_WHAT YOU ARE ASKED TO DO:_ Gather every line in the records below that contains the string "tower", and copy each one in full. Matches must agree in case.

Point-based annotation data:
────────

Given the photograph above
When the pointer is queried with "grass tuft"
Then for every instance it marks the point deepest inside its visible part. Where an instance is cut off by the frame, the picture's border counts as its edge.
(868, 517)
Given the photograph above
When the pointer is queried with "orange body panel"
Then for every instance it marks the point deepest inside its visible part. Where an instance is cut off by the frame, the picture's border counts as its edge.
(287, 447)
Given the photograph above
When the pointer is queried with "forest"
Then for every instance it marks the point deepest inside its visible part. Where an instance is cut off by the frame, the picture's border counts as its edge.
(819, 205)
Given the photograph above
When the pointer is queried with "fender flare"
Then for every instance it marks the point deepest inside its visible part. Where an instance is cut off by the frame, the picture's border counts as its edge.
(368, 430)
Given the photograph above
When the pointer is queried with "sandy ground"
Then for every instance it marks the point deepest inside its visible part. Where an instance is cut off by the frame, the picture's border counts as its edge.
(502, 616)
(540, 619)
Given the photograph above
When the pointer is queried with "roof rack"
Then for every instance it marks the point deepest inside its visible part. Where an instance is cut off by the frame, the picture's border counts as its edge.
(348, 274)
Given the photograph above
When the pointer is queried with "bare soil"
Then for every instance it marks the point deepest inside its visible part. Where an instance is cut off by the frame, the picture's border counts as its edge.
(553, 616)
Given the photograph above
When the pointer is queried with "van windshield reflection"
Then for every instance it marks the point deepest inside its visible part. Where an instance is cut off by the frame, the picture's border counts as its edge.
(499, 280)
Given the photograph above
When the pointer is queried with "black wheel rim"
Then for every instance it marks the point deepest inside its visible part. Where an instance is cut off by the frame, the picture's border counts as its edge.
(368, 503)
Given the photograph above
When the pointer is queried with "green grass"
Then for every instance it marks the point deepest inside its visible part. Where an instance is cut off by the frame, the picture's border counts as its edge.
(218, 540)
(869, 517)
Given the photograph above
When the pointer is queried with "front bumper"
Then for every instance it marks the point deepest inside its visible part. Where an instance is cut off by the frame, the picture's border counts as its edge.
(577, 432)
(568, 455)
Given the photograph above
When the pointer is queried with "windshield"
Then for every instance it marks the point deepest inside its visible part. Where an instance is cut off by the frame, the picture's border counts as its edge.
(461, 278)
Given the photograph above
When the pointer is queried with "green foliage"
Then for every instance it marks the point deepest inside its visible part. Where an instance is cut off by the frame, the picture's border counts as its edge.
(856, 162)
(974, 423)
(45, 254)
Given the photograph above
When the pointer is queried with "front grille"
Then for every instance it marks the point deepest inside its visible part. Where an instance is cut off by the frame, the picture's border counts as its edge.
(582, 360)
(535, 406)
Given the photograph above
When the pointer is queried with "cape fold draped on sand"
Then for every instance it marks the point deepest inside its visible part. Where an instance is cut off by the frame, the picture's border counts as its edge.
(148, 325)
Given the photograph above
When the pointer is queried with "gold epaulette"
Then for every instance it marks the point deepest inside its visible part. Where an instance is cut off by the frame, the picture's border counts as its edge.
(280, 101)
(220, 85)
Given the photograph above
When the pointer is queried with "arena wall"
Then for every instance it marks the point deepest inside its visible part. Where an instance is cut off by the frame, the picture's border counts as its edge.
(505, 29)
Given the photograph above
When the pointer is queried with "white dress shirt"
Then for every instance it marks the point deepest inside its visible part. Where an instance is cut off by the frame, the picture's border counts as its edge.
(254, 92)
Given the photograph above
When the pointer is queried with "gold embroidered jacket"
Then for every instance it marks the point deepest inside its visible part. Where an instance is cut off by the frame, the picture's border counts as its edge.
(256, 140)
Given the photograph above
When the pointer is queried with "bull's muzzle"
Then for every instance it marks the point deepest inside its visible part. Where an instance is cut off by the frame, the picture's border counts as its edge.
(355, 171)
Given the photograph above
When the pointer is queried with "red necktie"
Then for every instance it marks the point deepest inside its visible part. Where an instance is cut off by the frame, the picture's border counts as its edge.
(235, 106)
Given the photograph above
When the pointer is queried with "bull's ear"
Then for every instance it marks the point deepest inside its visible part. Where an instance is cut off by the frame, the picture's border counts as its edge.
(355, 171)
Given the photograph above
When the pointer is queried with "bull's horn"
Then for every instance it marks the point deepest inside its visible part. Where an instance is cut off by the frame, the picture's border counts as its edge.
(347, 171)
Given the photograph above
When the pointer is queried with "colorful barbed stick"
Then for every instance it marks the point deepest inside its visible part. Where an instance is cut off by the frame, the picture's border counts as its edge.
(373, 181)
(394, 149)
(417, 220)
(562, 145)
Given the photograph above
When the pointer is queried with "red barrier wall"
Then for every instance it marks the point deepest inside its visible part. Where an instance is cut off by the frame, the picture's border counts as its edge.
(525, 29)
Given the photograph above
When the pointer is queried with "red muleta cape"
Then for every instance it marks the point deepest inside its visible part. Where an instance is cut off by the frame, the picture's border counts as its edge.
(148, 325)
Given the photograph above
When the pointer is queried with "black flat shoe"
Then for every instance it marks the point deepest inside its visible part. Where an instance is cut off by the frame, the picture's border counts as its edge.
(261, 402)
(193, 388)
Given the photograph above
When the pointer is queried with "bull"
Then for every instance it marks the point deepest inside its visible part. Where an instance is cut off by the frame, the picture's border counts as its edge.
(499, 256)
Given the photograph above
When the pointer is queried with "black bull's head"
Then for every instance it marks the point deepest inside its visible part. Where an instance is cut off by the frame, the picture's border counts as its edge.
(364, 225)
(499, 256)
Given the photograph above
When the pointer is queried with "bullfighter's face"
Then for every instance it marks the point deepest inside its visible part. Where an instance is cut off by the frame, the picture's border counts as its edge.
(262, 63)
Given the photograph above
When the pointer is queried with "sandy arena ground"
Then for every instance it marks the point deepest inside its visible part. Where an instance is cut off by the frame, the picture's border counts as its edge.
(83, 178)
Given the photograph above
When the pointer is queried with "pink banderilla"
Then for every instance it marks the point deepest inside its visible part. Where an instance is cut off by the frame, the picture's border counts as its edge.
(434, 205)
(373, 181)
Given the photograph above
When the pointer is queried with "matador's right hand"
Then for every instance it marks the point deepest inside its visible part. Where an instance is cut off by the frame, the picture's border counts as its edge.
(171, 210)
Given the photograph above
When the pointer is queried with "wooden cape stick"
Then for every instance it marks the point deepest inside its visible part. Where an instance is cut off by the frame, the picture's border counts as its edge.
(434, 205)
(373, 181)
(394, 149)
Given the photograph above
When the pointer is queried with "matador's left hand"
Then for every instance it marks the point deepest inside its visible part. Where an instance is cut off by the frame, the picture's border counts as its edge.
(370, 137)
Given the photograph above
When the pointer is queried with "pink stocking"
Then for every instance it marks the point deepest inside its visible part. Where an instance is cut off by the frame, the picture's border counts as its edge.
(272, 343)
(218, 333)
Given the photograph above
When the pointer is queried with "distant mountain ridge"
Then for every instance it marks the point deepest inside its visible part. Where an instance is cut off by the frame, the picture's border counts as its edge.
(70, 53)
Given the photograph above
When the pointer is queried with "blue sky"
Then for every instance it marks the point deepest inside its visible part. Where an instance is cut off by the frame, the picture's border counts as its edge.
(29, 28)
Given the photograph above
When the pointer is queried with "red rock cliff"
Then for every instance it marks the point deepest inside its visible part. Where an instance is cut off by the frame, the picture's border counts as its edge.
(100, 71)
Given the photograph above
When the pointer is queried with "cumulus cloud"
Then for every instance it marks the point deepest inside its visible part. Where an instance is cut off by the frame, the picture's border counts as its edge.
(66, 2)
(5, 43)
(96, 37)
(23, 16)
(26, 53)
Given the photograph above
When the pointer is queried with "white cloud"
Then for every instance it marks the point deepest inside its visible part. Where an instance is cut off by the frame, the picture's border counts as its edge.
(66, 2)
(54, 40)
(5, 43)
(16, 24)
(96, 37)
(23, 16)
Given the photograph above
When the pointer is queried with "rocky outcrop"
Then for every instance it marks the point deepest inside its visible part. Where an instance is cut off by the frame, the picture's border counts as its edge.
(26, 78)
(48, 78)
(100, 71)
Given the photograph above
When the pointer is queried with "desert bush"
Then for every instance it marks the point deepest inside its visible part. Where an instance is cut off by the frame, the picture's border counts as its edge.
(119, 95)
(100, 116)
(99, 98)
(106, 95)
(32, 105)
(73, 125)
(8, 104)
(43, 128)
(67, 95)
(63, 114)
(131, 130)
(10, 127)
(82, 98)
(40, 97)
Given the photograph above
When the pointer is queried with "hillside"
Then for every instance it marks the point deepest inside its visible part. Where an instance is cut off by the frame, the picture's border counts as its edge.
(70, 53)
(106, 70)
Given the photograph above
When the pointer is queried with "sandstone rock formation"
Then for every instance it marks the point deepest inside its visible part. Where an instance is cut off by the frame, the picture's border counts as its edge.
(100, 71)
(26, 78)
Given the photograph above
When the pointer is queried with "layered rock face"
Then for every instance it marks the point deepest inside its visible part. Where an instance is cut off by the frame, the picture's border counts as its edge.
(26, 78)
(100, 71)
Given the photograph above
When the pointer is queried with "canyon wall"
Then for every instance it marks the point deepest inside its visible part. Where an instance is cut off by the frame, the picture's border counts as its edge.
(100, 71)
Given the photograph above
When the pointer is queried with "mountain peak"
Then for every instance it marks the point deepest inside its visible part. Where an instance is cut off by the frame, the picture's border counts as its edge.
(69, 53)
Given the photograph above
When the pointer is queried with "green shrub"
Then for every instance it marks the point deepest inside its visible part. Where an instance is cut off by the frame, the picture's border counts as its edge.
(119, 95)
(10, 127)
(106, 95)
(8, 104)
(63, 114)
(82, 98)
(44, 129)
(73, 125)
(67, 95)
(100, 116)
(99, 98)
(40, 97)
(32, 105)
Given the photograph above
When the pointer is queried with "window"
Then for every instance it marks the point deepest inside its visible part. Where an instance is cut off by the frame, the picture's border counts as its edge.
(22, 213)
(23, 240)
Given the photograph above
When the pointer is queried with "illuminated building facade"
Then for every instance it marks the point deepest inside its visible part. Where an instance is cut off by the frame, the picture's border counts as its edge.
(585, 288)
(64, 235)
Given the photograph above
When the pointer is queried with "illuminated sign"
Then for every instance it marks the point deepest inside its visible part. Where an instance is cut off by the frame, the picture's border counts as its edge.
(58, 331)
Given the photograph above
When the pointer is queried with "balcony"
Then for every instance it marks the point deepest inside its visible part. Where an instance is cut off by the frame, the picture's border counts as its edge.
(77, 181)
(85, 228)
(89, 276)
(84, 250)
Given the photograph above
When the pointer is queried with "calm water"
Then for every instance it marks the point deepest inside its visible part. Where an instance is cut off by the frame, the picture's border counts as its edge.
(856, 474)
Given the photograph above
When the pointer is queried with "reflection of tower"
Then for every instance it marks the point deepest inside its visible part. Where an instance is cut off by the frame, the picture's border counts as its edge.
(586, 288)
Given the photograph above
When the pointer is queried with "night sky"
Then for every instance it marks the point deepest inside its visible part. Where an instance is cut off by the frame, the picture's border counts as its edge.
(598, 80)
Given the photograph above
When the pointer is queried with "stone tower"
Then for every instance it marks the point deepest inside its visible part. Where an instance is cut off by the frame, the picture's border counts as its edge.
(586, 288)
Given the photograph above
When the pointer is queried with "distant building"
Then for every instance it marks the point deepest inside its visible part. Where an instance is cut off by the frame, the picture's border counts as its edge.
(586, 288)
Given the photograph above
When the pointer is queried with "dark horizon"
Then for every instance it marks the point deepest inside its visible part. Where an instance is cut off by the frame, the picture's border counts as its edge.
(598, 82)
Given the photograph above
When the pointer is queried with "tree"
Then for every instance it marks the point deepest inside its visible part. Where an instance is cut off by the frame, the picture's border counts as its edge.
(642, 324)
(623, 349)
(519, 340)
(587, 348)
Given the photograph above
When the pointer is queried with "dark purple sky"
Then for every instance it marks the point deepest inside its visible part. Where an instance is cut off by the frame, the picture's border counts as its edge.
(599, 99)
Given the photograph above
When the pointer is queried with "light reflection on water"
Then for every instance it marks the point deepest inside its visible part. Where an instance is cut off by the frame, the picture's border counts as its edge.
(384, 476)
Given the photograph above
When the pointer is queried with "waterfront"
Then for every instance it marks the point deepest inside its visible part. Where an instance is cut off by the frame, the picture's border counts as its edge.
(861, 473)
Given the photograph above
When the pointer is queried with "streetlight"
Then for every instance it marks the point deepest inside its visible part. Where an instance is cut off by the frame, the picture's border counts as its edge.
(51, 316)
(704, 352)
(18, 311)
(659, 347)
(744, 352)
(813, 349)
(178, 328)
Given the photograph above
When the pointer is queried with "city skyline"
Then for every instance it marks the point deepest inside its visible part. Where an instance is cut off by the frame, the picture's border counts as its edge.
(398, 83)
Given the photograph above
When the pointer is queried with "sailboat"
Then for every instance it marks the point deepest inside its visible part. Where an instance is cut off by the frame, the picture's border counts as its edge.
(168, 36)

────────

_RESULT:_
When the pointer is queried with "reflection of tower"
When the pointer is queried with "stone tower"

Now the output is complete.